PAGE
╭──

BIND 9.20 Resolver performance compared to 9.18
In this post, we will show that BIND 9.20 compares favorably with 9.
Read postIn this post, we will show that BIND 9.20 compares favorably with 9.18, providing faster responses to clients, both with a cold cache and after the cache is filled. In low-traffic scenarios, BIND 9.20 can consume more memory than 9.18, but as traffic increases, BIND 9.20 uses less memory than BIND 9.18.
We run performance tests continually as part of our development process, but the detailed results are more relevant to the development team than to users. Periodically we publish performance benchmarks so that users considering an upgrade can assess the likely performance change in their own deployment.
This article focuses on benchmarking resolver performance, using a methodology that aims to provide near-real-world performance results for resolvers. Our methodology has not changed significantly since our 2021 blog post, but for ease of reading we have repeated the description of the test methodology. If you are already familiar with our test methodology, scroll down until you see the charts for the results.
Resolvers don’t know any DNS answers by themselves; they have to contact authoritative servers to obtain individual bits of information and then use them to assemble the final answer. Resolvers are built around the concept of DNS caching. The cache stores DNS records previously retrieved from authoritative servers. Individual records are stored in a cache up to the time limit specified by the authoritative server (Time To Live, or TTL). Caching greatly improves scalability.
Any DNS query which can be fully answered from cache (a so-called “cache hit”) is answered blazingly fast from the DNS resolver’s memory. On the other hand, any DNS query which requires a round-trip to authoritative servers (a “cache miss”) is bound to be orders of magnitude slower. Moreover, cache miss queries consume more resources because the resolver has to keep the intermediate query state in its memory until all information arrives.
This very principle of the DNS resolver has significant implications for benchmarking: in theoretical terms, each DNS query potentially changes the state of the DNS resolver cache, depending on its timing. In other words, queries are not independent of each other. Any change to how (and when) we query the resolver can impact measurement results.
In more practical terms, this implies a list of variables that we have to replicate:
The traditional approach implemented, e.g., in ISC’s Perflab or using the venerable resperf tool, cannot provide realistic results because it ignores most of these variables.
The second implication is that even the traditional QPS metric (queries answered per second) alone is too limited when evaluating resolver performance: it does not express the type of queries, answer sizes and TTLs, query timing, etc.
The long list of variables above makes it clear that preparing an isolated laboratory with a realistic test setup is very hard. In fact, ISC and other DNS vendors have learned that it’s impossible; realistic resolver benchmarking must be done on the live Internet.

╰──

RAW RECORDS

╭──

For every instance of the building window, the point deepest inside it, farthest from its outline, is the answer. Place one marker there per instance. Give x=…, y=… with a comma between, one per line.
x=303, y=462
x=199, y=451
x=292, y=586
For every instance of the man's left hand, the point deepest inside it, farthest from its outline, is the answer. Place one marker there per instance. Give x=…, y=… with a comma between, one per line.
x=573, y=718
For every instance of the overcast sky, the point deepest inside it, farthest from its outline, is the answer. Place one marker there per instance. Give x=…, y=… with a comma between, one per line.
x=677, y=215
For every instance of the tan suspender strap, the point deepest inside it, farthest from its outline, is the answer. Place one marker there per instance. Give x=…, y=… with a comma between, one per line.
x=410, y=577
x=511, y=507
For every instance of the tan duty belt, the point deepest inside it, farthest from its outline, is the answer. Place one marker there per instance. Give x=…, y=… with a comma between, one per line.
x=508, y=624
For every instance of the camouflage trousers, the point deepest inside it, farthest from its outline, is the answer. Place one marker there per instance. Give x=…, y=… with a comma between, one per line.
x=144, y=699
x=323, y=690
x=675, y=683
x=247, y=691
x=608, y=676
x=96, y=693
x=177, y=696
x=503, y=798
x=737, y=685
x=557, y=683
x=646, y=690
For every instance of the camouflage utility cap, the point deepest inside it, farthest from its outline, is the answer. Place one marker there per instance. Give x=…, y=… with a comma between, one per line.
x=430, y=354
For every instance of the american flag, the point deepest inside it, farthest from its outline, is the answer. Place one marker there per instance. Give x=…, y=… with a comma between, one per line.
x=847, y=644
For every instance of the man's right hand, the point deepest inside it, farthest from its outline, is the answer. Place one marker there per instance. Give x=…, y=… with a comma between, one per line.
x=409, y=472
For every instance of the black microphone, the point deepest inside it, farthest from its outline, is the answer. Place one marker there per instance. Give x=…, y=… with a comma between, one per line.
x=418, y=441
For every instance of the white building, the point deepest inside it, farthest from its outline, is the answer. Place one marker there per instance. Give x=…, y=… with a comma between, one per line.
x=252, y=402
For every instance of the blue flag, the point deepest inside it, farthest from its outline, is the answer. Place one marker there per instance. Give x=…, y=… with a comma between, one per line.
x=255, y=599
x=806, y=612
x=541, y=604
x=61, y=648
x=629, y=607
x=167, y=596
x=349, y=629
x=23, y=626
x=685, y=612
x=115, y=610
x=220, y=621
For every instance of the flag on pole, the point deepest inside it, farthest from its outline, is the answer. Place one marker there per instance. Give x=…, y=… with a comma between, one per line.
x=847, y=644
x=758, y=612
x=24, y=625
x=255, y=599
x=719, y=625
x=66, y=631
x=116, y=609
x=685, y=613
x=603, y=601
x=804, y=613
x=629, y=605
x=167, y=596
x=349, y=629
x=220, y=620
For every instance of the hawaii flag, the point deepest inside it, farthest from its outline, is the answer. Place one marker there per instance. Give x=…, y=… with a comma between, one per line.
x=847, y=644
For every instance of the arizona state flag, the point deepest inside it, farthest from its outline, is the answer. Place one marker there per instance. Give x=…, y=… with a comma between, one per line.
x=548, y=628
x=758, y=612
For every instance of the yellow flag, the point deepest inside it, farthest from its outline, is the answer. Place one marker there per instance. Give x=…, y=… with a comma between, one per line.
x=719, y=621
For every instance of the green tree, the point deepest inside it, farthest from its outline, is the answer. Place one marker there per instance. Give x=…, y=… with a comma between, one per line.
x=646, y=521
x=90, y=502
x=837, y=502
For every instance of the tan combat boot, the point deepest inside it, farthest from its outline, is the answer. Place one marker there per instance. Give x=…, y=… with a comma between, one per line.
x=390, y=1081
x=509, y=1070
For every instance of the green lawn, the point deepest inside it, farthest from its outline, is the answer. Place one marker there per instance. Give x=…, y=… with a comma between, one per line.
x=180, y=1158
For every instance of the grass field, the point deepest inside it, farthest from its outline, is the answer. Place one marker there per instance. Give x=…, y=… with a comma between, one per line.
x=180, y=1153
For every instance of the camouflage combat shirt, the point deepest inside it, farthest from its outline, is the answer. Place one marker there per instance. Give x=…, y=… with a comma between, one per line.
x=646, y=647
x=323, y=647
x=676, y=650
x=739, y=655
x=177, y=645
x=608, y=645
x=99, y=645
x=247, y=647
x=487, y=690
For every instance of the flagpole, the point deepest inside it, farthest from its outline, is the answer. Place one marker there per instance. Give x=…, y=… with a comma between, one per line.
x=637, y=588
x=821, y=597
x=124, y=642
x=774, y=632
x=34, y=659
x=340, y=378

╰──

PARTS OF THE EXERCISE
A: In the BIND resolver performance article, where do ISC and other DNS vendors say realistic resolver benchmarking must be done?
B: Carry on the BIND resolver performance article, picking up right after its final sentence.
The records can be left aside.

RESULTS FOR THE EXERCISE
A: On the live Internet.

B:
Developers from CZ.NIC Labs wrote a test tool called DNS Shotgun for this purpose. It replays DNS queries from traffic captures and simulates individual DNS clients, including their original query timing. The resolver under test then processes queries as usual, i.e., contacts authoritative servers on the Internet and sends answers back to the simulated clients. DNS Shotgun then receives and analyzes the answers.
Obviously, benchmarking on a live network cannot provide us with perfectly stable results. To counter that, we repeat each test several times and always take fresh measurements instead of using historical data. This process ensures that changes on the Internet and our test system do not skew our comparison.
For each test run, we start with a new resolver instance with an empty cache. This way, we simulate the worst case of regular operation: it is as if the resolver was restarted and now has to rebuild its cache from ground zero.
Let’s have a look at the variables we measure and how to interpret them.
The QPS metric alone is not particularly meaningful in the context of regular DNS resolver operation. Instead, we measure indications that resolver clients are getting timely answers, and resource consumption on the server.
a) CPU Utilization
We monitor time BIND processes spent using the CPU as reported by the Linux kernel Control Group version 2 metric usage_usec, and then normalize the value in a way which gives 100 % utilization = 1 fully utilized CPU. Our test machine has 16 cores, so its theoretical maximum is 1600 %. CPU usage is a cumulative metric and we plot a new data point every 0.1 seconds.
b) Memory Usage
We use the Linux kernel Control Group version 2 metric memory.current to monitor BIND 9’s memory consumption. It is documented as “the total amount of memory currently being used” and thus includes memory used by the kernel itself to support the named process, as well as network buffers used by BIND. Resolution of the resource monitoring data is 0.1 seconds, but the memory consumption metric is a point-in-time value, so hypothetical memory usage spikes shorter than 0.1 seconds would not show on our plots.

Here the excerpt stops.